- _GIVEN REQUEST_
Write out the listing below without alteration, omitting its pictures.

>> START

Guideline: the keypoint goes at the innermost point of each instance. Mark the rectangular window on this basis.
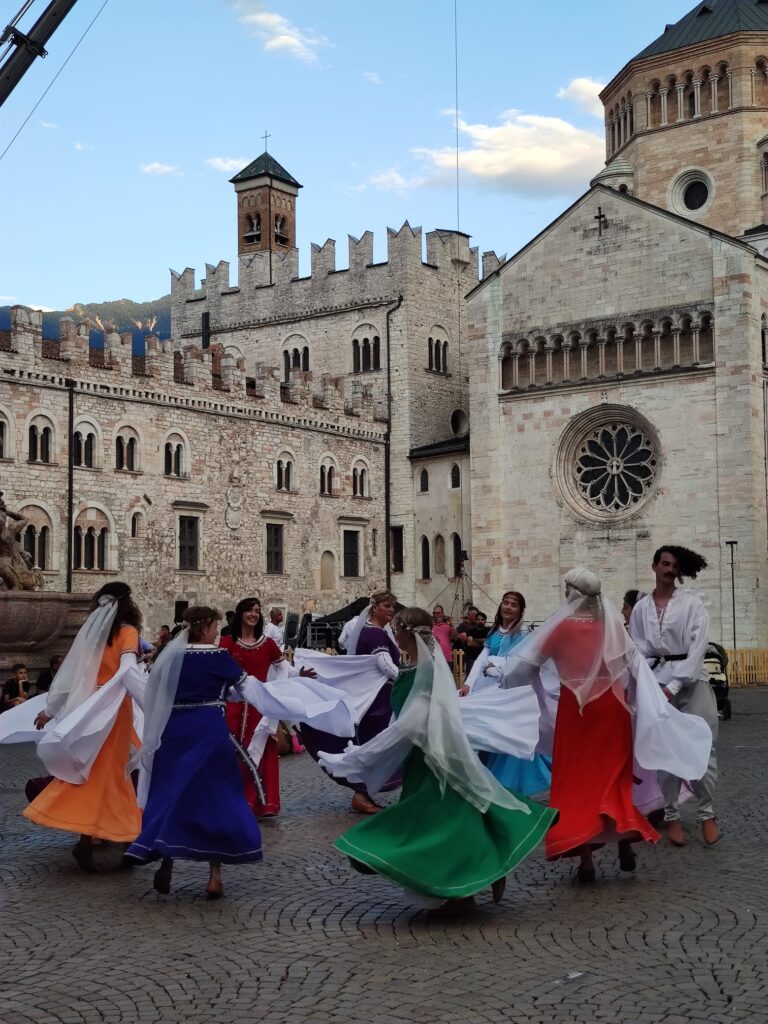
(396, 553)
(351, 553)
(188, 543)
(274, 549)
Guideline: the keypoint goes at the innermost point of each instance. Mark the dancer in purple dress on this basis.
(368, 636)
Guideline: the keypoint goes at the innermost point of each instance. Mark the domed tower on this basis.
(686, 120)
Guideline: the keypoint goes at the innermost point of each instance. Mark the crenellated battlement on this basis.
(185, 374)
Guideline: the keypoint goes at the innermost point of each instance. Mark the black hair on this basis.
(689, 563)
(128, 613)
(240, 609)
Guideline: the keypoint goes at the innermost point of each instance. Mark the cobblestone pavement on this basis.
(303, 938)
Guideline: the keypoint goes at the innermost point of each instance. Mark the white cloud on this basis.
(158, 168)
(525, 155)
(392, 180)
(584, 92)
(278, 34)
(227, 165)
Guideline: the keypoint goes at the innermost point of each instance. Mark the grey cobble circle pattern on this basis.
(302, 938)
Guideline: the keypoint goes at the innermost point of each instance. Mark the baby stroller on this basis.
(716, 663)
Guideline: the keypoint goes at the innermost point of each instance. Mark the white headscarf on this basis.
(76, 679)
(161, 692)
(606, 649)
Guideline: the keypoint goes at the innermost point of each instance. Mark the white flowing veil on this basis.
(161, 692)
(605, 651)
(354, 634)
(76, 679)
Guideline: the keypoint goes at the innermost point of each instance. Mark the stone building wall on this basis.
(707, 420)
(231, 438)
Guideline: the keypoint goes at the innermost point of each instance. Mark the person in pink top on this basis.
(443, 632)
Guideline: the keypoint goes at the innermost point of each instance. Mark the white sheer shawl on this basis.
(429, 719)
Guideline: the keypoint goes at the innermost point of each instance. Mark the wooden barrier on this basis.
(748, 667)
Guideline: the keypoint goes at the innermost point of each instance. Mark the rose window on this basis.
(615, 467)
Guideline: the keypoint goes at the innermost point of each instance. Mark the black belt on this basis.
(667, 657)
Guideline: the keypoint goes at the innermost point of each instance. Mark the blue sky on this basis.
(122, 172)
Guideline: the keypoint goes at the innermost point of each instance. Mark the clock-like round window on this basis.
(608, 463)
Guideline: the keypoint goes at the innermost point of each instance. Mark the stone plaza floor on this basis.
(303, 938)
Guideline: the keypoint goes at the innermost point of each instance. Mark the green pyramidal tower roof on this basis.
(266, 165)
(711, 19)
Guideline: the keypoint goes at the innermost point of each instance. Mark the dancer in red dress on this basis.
(255, 653)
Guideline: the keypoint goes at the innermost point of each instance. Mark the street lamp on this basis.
(732, 546)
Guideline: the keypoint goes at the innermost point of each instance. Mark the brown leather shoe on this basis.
(675, 833)
(711, 832)
(363, 804)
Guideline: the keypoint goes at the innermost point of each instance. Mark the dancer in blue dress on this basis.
(524, 777)
(196, 807)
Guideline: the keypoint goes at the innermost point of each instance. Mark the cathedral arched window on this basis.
(253, 228)
(90, 548)
(176, 457)
(40, 440)
(439, 555)
(426, 569)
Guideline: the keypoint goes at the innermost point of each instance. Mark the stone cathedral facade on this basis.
(624, 348)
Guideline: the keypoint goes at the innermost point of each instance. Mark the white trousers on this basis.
(696, 699)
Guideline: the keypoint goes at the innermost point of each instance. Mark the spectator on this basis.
(16, 689)
(227, 630)
(273, 628)
(42, 685)
(443, 632)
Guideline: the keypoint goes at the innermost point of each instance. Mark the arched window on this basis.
(176, 459)
(40, 440)
(328, 477)
(284, 473)
(328, 570)
(253, 228)
(426, 571)
(439, 555)
(457, 552)
(90, 541)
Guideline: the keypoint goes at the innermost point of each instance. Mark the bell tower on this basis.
(266, 207)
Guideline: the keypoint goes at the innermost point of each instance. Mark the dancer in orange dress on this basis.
(103, 807)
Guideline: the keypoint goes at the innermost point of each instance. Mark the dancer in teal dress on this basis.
(455, 829)
(524, 777)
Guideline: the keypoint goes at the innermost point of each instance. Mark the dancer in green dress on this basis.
(455, 829)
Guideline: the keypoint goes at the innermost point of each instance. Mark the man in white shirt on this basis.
(671, 629)
(273, 629)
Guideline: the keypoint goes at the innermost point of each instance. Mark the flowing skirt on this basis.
(522, 777)
(243, 719)
(104, 806)
(592, 777)
(375, 720)
(438, 844)
(197, 808)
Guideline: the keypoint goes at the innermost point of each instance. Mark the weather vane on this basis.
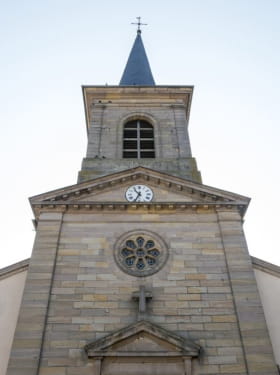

>> END

- _ANSWER TO THE TASK_
Guideline: the keypoint goes at the innermost point of each instance. Mark the rectangular window on this basis.
(396, 553)
(351, 553)
(188, 543)
(274, 549)
Guideline: the keypoint goes at the innermost point of each instance. Mark the dancer in purple dress on this basis.
(368, 636)
Guideline: the keypoint goes at the innermost point of each instance. Mark the domed tower on this basis.
(686, 120)
Guideline: the keypoint goes at the innermost point of each instance. Mark the crenellated battlement on this basis.
(185, 374)
Guideline: the keypoint goes at the innermost point of each instance. Mark the black hair on this basis.
(689, 563)
(128, 613)
(240, 609)
Guideline: the keypoint goes at the innermost point of each instance. Mark the cobblestone pavement on this basis.
(303, 938)
Guideline: the keypoint goes at the innermost point of each instance. Mark the white cloud on this basis.
(158, 168)
(525, 155)
(392, 180)
(584, 92)
(278, 34)
(227, 165)
Guideline: the keypoint goes at the innermost point of each instance. Mark the grey cobble circle pattern on this basis.
(302, 938)
Guideline: the keypoint goes at the innermost point of each instance. Mark the baby stroller on this basis.
(716, 663)
Guideline: the keypoint goes at the innermost point of each instance. Mark the white headscarf on this basis.
(76, 679)
(161, 692)
(606, 649)
Guideline: the keypoint goes at the innermost point of each instance. Mark the white flowing veil on this basis.
(161, 692)
(605, 651)
(354, 634)
(76, 679)
Guideline: the keypoint goes at the innermost point of each instance. Mark the stone building wall on this basis.
(707, 420)
(231, 438)
Guideline: the keypoint goes at the innermost point of each instance. Mark the person in pink top on this basis.
(443, 632)
Guideline: the keypoint goes at the innermost point of each instance. Mark the white sheer shawl on this basis.
(429, 719)
Guideline: the keypoint goes at the innermost point of each instance. Mark the wooden barrier on this basis.
(748, 667)
Guideline: the keypoint goes at the innermost point of each instance. Mark the rose window on this basis.
(615, 467)
Guideline: the keypoint goes at the innermost point of each instance. Mark the black belt on this basis.
(667, 657)
Guideline: the keypoint goes at the innermost point of each instance. Mark the blue sky on this basis.
(122, 172)
Guideline: the keypoint goes at the innermost point of each instance. Mark the clock-like round window on this basis.
(608, 463)
Guideline: the keypoint goes at the innermost point of each instance. Mark the stone plaza floor on this basis.
(303, 938)
Guideline: the keypoint goes at the innermost point of each instance. Mark the green pyramidal tower roof on this basis.
(266, 165)
(711, 19)
Guideline: the keypoint goes at the innermost point of each instance. Mark the dancer in red dress on this basis.
(255, 653)
Guideline: the keypoint goes at the innermost point of each instance. Mark the street lamp on this basis.
(732, 546)
Guideline: the keypoint goes at the innermost point of each instance. Mark the brown leather shoe on this basis.
(675, 833)
(711, 832)
(363, 804)
Guideline: the keypoint goes at the innermost point of each instance. Mark the dancer in blue dress on this basis.
(524, 777)
(196, 807)
Guideline: the keypoint goes at the innermost point of each instance. Mark the cathedral arched window on this basis.
(253, 228)
(90, 548)
(176, 457)
(40, 440)
(439, 555)
(426, 569)
Guideline: the keypoint goes at the innermost point of each instance. Mark the stone cathedral facade on this basis.
(624, 348)
Guideline: the keypoint goes at the innermost point of each instance. Mark the white trousers on this basis.
(696, 699)
Guideline: the keypoint goes at the innermost point of each instance. Mark the spectator on this basis.
(16, 689)
(227, 630)
(273, 628)
(42, 685)
(443, 632)
Guideline: the keypoint goes at the innermost point of each instance. Mark the arched window on this basis.
(176, 459)
(40, 440)
(328, 477)
(284, 473)
(328, 570)
(253, 228)
(426, 571)
(439, 555)
(457, 552)
(90, 541)
Guideline: the keypoint goes at the innermost point of each instance. Mark the bell tower on this basis.
(266, 207)
Guideline: the keypoint goes at the innermost point of each instance. Mark the dancer in orange dress on this basis.
(103, 807)
Guideline: the keypoint goes at the innermost point of each instance. Mark the dancer in teal dress on this basis.
(455, 829)
(524, 777)
Guideline: the keypoint goes at the innermost point of each instance. Mark the dancer in green dress on this basis.
(455, 829)
Guideline: the keypoint goes at the innermost point of each instance. Mark the man in white shirt on this basis.
(671, 629)
(273, 629)
Guideline: the keypoint goes at the innermost point of each instance. Mark the flowing skirt on this basis.
(522, 777)
(243, 719)
(104, 806)
(592, 777)
(375, 720)
(438, 844)
(197, 808)
Guideline: the keypoint goes at the innermost point of each instance. Mark the weather vane on this basis.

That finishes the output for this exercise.